**REQUIREMENT:** Transcribe the records verbatim, images excluded.

**SOURCE DATA:**

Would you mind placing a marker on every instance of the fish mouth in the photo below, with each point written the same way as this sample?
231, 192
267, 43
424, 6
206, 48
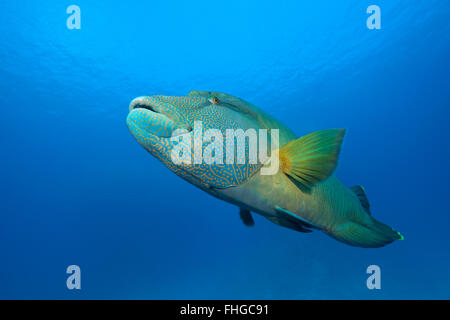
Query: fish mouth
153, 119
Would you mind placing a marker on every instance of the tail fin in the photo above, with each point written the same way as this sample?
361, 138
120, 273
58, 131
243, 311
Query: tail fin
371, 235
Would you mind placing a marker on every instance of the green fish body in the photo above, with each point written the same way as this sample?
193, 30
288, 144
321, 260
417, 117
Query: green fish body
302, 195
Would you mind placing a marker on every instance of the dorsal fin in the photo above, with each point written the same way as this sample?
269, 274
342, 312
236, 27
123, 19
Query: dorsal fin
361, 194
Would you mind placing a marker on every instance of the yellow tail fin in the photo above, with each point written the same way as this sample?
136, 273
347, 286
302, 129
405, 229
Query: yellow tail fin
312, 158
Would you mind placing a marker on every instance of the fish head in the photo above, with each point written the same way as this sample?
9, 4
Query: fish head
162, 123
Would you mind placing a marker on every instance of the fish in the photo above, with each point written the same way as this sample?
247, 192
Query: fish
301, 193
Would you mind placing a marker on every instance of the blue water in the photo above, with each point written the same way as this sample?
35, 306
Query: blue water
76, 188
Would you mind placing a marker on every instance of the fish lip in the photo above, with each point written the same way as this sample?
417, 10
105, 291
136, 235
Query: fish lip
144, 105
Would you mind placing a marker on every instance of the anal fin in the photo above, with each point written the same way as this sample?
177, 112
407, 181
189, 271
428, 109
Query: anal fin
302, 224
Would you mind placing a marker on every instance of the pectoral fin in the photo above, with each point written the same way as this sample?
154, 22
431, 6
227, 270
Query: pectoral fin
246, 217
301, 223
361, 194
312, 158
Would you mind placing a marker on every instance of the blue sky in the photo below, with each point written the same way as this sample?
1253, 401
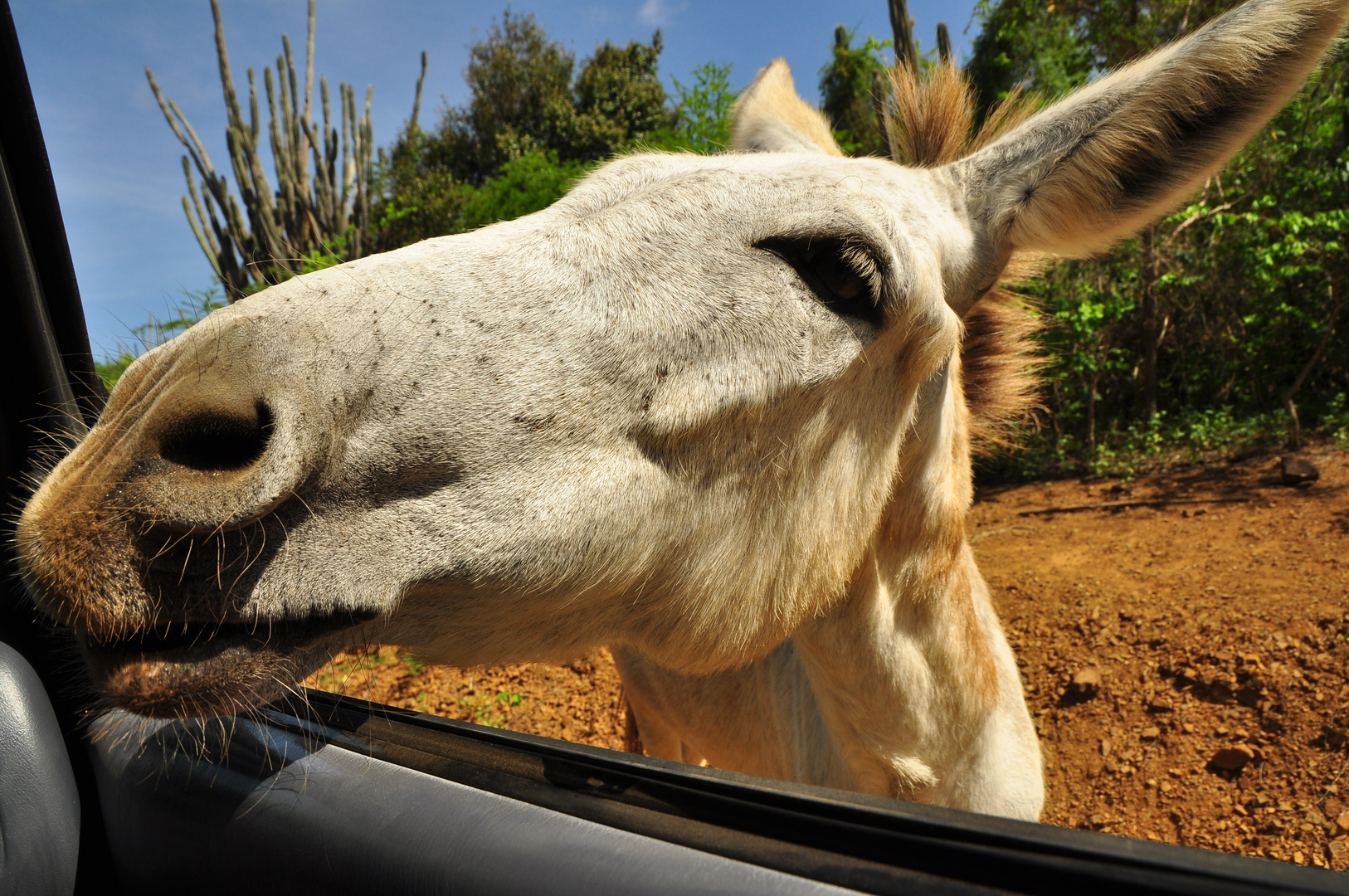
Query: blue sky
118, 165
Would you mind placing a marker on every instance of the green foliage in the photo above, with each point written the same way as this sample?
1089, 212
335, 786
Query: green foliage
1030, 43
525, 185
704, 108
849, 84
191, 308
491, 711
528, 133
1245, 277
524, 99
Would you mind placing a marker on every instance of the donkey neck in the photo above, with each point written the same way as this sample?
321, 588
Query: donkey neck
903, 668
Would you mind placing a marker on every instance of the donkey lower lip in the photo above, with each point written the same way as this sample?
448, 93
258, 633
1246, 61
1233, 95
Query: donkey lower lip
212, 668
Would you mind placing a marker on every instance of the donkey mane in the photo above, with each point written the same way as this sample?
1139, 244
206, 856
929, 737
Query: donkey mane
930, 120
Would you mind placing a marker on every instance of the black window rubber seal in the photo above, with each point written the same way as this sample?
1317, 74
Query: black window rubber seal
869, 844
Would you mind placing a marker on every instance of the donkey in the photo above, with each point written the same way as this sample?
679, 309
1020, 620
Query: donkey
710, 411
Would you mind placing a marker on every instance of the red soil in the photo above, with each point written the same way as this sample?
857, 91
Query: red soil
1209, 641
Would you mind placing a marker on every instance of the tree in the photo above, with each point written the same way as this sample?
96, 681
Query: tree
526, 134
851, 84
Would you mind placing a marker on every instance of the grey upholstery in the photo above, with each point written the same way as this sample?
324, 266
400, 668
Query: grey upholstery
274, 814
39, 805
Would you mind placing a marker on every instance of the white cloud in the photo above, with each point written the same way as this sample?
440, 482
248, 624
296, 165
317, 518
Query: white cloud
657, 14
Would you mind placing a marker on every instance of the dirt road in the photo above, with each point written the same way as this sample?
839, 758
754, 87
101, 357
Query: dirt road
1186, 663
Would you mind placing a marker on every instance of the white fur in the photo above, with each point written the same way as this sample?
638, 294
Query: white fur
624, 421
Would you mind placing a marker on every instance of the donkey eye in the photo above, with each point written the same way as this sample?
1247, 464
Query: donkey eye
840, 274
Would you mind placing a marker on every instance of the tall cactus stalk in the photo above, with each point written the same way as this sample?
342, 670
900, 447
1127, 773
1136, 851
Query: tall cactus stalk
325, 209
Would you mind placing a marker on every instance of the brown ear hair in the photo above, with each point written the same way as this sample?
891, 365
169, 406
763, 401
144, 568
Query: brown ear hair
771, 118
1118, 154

**YOUR SOLUTION:**
Would you mind placing a marker on every instance of the fish mouth in the photo below, with each point written the same way as this sample?
231, 192
267, 43
424, 6
206, 48
Query: fish mouth
153, 119
Would you mind placing a marker on every instance of the tail fin in the photo above, with each point written the same way as this sample?
361, 138
120, 273
58, 131
243, 311
Query: tail fin
371, 235
Would you mind placing a marker on every instance of the green fish body in the photo above, with each point written the same way as this sample?
193, 30
288, 144
321, 260
417, 117
Query: green fish body
302, 195
Would you mind placing a marker on every instance of the dorsal fin in the photo above, with each point written the same way as this sample?
269, 274
342, 312
236, 27
123, 19
Query: dorsal fin
361, 194
Would you mind placing a marker on every instance of the yellow tail fin in the photo above, with each point written the same way as this sample?
136, 273
347, 286
302, 129
405, 229
Query: yellow tail fin
312, 158
Would you mind placing a marker on every instance of the fish head in the photo above, with each point written the same way as this sample?
9, 4
Query: fish head
162, 123
Would you mind placing a marker on every instance of the fish in the photo above, with each point written the same way as this sample?
247, 192
Query: fish
301, 193
Would you mind placing a marker on every instance of the blue water in the photo above, with each point written the same way as this sample?
35, 306
Query: blue water
76, 188
Would you mind placing a marker on every instance of the fish lip in the photo above, with each point written the same way as this sample?
417, 10
105, 291
136, 235
Query: fish lip
144, 105
Would you mind placing a marker on every instance of the anal fin in the photo above, with each point written the same way as this sample?
177, 112
407, 181
189, 271
428, 109
Query: anal fin
302, 224
Would you mind placing a marker on every instance of the pectoral fin in the photo above, with each point written the same way as this sample?
154, 22
431, 6
227, 270
Query: pectoral fin
246, 217
301, 223
361, 194
312, 158
Would you mind placing a marker on every instance of the blue sky in the photo below, with each point written the same way as this sample?
1253, 401
Query: blue sky
118, 165
Would you mind placing a marker on every instance of the green foliage in the photo above, with each point written the same way as this sample?
1089, 212
335, 786
Query: green foliage
1030, 43
525, 185
704, 108
849, 84
191, 308
491, 711
528, 133
1245, 277
524, 99
Would you mind placing a marker on every instance of the donkey neck in the photo above, with each point written the same way as this sample?
321, 588
Query: donkey neck
903, 668
Would you mind placing a marker on every instance of the donkey lower lip in the photo above, with each point written the same way as this sample?
448, 93
258, 633
1246, 61
1233, 95
Query: donkey lower lip
212, 668
Would you mind placing a marker on every instance of the donkey mane in the photo above, with each point written the same way as this sample?
1139, 244
206, 856
929, 737
Query: donkey mane
930, 120
Would you mind placing a marker on every instance of the black window rubber seal in the photo above, with each point written the same way as this sample?
1317, 74
Query: black window rubber seal
869, 844
Would you mind placing a marker on every instance of the donkey in the photo above, with each point written the same way as this sample?
679, 309
1020, 620
Query: donkey
710, 411
Would you mind placing a marker on every instance of the red soil in the photo above, with each point written the same way as this sample?
857, 91
Query: red soil
1209, 641
Would you mind placing a marker on every instance of the tree in the photo above, with each point written the same way as this sample?
96, 681
Query: tree
526, 134
851, 84
Would you mind placing a marker on every instance of the grey upholstery in the photo above, with each point written the same way as this sample?
324, 266
400, 668
Query: grey upholstery
274, 814
39, 805
Would you mind placing a marker on every instance of the white cloud in the photo above, with each point written the same way as this sample?
440, 482
248, 624
296, 165
317, 518
Query: white cloud
657, 14
Would you mind placing a marker on every instance of the dirt road in the photo above, with each point written the same way as this sample?
839, 758
754, 87
101, 357
Query: dirt road
1186, 663
Would you mind placing a marker on every instance of the white fur in the photo above, with each point written the same way as this sample?
638, 294
Query: white fur
624, 421
Would you mind placing a marker on every instance of the donkey eye in the photo above, with each point written the same way as this sample?
1247, 464
Query: donkey eye
840, 274
Would you mind placing a marker on every instance of the tall cactus stalk in the photo above, with each point written the same way as this sample?
342, 670
900, 447
1127, 773
1136, 851
Query: tall cactus stalk
325, 209
Would you mind placing a marker on every instance of the brown ear hair in the photo above, with each point written the same way as this sample?
891, 365
169, 406
763, 401
144, 568
Query: brown ear hair
771, 118
1118, 154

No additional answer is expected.